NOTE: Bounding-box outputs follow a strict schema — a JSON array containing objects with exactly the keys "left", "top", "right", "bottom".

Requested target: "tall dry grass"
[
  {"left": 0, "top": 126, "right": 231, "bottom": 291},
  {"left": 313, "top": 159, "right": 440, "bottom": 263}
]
○ ○ ○ ○
Goal
Can you write out all of the lines above again, the requests included, with every bounding-box coordinate in the answers raised by 102?

Exercise answer
NOTE: Bounding-box outputs follow a strict schema — a JSON array containing objects with exactly the keys "left", "top", "right", "bottom".

Requested target: "tall dry grass"
[
  {"left": 102, "top": 228, "right": 333, "bottom": 393},
  {"left": 415, "top": 261, "right": 542, "bottom": 365}
]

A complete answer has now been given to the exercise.